Locate each line in the rows below that contains the word "green" and copy every such line in full.

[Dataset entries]
━━━━━━━━━━━━━━━━

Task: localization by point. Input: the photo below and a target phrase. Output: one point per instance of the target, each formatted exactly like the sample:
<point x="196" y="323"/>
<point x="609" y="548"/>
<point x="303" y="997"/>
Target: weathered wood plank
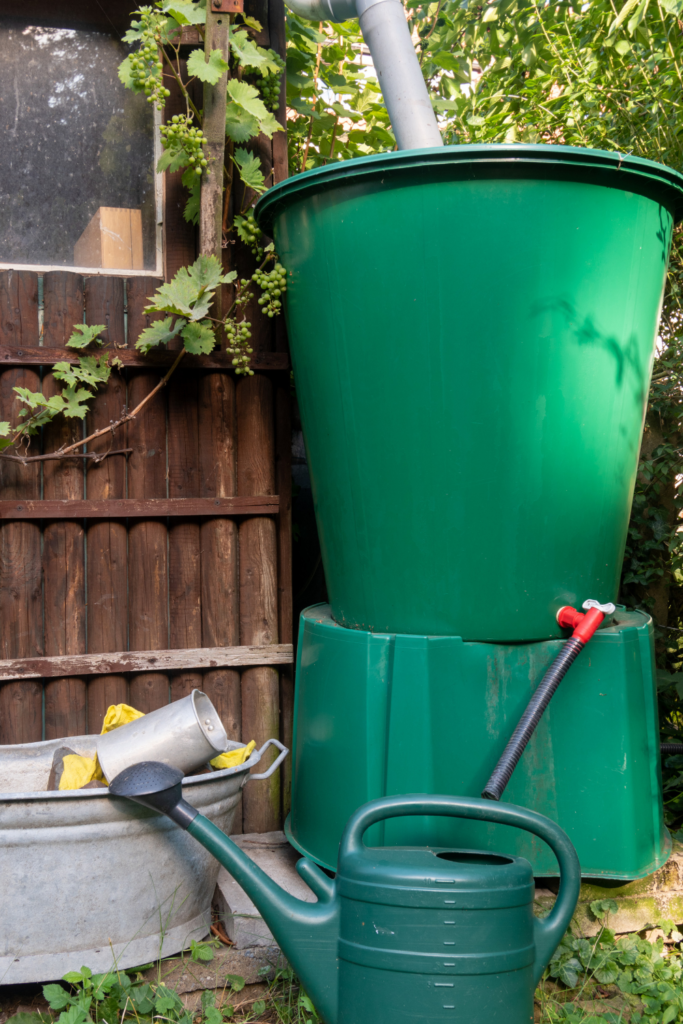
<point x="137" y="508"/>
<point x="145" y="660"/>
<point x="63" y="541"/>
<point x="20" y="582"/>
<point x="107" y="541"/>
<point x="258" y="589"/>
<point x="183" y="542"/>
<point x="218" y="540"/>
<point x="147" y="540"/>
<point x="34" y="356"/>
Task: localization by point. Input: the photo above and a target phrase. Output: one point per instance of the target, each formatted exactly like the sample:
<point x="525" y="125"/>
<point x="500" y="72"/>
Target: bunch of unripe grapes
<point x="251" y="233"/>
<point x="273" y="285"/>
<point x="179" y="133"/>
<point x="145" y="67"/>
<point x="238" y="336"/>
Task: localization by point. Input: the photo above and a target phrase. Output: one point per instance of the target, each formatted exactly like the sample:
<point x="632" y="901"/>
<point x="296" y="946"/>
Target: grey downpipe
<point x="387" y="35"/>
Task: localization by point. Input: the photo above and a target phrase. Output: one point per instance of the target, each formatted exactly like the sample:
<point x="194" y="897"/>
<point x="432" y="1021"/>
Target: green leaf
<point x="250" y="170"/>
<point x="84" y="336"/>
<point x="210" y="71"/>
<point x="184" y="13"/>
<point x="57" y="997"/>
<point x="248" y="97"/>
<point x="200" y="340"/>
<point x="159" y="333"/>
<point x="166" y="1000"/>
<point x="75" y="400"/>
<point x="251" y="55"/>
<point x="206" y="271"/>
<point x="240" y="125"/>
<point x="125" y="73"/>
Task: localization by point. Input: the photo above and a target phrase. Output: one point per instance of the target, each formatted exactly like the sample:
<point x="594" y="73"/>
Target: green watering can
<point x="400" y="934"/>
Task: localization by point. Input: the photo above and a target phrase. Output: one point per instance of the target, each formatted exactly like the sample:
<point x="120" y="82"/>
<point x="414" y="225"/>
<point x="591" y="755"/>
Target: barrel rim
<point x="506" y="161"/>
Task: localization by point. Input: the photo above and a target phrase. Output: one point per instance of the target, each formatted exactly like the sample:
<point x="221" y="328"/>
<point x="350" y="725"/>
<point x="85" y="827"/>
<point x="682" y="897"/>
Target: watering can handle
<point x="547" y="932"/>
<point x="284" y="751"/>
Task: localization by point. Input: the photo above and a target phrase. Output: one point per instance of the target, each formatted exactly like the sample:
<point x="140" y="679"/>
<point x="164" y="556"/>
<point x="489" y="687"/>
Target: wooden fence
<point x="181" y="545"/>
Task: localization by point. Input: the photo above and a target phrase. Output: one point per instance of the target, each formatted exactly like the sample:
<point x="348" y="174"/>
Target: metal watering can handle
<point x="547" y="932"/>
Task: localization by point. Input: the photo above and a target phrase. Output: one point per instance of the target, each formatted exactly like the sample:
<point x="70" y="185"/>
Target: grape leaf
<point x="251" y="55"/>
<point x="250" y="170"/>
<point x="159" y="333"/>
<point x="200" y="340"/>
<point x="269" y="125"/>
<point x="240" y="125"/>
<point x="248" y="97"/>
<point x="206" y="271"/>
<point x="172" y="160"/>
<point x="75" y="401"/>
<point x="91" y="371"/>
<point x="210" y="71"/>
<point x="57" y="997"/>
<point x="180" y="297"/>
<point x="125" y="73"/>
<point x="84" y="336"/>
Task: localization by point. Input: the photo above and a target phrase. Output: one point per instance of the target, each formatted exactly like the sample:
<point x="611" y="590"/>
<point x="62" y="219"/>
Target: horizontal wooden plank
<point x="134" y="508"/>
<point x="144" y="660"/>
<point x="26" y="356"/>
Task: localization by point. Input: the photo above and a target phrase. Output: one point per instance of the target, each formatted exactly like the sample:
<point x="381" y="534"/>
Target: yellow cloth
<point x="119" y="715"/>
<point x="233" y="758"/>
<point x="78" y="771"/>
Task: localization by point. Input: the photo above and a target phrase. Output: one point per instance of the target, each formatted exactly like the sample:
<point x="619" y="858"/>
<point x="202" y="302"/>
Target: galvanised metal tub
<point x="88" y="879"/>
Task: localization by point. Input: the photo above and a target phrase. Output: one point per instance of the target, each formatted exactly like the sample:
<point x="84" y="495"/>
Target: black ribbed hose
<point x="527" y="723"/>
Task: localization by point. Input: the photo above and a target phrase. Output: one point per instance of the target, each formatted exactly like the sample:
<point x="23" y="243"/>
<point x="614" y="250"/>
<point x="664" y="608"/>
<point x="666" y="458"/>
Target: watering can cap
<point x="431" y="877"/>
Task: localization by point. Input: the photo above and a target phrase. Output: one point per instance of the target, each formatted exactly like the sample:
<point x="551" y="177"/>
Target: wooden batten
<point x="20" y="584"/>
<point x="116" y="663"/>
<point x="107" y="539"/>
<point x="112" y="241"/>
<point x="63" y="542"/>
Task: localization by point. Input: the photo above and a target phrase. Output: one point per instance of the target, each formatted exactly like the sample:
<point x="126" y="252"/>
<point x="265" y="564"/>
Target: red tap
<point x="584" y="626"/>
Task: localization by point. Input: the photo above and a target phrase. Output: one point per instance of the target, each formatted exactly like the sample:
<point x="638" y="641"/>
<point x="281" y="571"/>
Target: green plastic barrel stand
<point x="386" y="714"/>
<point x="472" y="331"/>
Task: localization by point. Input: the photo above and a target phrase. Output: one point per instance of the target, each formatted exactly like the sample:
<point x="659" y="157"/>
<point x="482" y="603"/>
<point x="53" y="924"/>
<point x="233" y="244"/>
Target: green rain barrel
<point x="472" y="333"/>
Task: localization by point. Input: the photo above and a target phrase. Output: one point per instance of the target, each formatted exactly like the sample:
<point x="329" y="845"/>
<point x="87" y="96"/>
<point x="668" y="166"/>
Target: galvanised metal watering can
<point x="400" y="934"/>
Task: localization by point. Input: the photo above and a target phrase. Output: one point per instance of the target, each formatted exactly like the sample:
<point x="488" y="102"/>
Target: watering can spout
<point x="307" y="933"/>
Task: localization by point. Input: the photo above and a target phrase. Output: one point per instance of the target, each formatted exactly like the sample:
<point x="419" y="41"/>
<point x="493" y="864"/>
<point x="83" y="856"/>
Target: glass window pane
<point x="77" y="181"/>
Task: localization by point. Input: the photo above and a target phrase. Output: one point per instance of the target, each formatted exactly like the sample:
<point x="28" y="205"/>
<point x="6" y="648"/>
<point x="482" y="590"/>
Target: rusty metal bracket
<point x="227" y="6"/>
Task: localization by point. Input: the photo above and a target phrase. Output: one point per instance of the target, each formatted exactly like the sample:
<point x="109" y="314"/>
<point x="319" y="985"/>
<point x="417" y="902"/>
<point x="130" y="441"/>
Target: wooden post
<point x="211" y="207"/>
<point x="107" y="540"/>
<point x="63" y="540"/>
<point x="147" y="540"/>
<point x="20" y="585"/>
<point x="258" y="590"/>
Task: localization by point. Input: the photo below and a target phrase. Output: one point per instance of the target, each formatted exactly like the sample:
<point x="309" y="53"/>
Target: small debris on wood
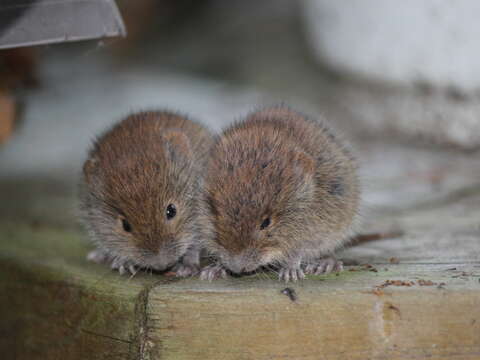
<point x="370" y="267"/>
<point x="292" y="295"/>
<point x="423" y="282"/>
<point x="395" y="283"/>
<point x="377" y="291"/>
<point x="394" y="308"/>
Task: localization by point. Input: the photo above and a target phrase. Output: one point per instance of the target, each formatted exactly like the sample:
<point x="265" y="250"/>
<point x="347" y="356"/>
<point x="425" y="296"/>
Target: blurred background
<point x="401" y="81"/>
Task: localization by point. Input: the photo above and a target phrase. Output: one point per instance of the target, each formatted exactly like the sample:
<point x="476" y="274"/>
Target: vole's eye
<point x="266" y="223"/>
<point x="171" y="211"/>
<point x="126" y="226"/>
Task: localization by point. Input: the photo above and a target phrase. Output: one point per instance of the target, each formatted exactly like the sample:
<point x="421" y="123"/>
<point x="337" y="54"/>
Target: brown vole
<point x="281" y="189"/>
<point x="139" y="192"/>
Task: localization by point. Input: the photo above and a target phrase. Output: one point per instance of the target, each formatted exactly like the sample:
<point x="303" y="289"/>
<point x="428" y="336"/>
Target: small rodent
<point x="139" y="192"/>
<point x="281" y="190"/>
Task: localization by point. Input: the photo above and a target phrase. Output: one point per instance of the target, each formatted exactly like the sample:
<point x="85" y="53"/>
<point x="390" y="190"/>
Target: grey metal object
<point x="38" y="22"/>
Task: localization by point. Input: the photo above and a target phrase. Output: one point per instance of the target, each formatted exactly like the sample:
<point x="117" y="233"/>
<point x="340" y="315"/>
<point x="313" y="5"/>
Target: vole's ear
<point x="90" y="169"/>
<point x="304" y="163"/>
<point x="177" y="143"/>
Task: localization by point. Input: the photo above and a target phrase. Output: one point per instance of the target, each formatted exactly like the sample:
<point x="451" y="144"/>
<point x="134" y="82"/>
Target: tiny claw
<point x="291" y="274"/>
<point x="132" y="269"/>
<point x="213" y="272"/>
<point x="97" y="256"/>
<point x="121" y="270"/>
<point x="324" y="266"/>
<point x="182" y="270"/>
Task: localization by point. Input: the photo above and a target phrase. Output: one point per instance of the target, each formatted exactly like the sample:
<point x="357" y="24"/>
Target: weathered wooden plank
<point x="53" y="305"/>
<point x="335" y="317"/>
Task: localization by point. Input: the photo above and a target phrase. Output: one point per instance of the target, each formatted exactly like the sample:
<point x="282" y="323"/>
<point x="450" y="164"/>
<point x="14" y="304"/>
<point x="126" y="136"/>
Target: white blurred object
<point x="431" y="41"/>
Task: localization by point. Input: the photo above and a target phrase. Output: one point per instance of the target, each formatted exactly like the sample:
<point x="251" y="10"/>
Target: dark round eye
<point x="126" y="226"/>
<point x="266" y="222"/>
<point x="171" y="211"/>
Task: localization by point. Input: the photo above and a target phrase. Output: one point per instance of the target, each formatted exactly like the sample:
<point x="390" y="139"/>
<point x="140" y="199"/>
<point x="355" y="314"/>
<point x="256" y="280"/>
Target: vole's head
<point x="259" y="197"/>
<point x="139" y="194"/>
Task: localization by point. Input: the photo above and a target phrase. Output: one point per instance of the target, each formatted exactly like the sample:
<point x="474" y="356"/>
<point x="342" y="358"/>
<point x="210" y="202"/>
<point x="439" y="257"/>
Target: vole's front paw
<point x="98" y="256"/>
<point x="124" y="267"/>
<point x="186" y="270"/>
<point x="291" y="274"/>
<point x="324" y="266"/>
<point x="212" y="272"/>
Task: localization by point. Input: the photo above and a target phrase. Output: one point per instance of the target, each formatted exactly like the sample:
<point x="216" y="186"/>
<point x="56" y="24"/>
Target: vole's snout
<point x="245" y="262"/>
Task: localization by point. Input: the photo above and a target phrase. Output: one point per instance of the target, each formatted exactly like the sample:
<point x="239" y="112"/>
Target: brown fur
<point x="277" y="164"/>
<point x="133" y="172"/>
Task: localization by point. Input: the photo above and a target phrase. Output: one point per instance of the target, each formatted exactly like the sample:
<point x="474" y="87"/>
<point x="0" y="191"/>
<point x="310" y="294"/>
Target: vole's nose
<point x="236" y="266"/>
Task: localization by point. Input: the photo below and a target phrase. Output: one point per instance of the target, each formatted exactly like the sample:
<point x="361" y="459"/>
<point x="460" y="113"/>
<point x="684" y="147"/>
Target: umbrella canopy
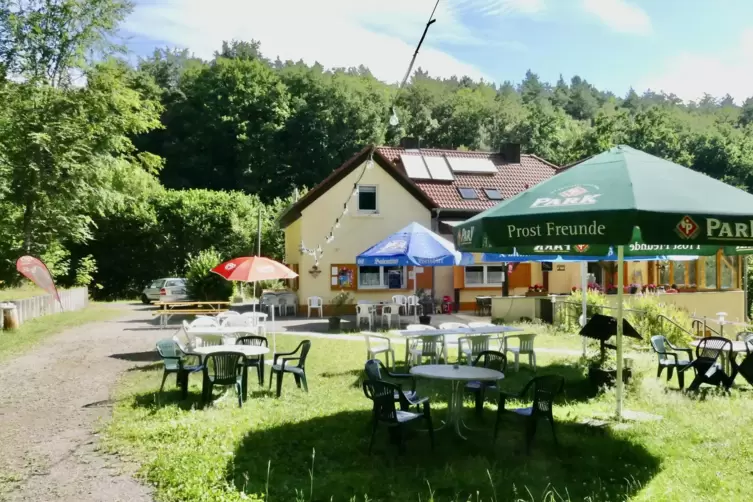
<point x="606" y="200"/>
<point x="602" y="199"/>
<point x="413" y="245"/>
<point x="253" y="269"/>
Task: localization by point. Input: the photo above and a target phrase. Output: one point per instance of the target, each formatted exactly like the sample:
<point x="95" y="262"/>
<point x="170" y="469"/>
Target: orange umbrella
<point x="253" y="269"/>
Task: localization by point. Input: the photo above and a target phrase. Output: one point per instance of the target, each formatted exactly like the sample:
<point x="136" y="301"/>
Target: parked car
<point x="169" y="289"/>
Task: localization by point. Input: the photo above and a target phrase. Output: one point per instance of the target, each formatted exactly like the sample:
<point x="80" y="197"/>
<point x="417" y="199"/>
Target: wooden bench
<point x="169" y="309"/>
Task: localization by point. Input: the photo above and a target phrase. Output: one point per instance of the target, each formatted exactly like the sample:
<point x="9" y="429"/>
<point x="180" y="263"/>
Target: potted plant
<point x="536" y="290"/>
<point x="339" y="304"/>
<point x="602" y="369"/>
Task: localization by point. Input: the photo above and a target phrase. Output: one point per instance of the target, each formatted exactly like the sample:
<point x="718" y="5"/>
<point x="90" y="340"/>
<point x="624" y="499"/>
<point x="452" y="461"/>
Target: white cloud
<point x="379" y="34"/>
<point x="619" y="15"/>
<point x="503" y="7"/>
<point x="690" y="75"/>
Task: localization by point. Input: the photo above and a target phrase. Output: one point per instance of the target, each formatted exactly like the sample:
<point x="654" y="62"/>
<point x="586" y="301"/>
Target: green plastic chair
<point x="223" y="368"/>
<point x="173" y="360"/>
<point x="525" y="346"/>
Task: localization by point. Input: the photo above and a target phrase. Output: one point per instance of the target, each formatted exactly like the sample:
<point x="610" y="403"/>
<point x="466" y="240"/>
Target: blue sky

━━━━━━━━━━━━━━━━

* [Task answer]
Target: green leaf
Target: green watering can
Target: green plastic barrel stand
Target: green rain barrel
Target: green plastic chair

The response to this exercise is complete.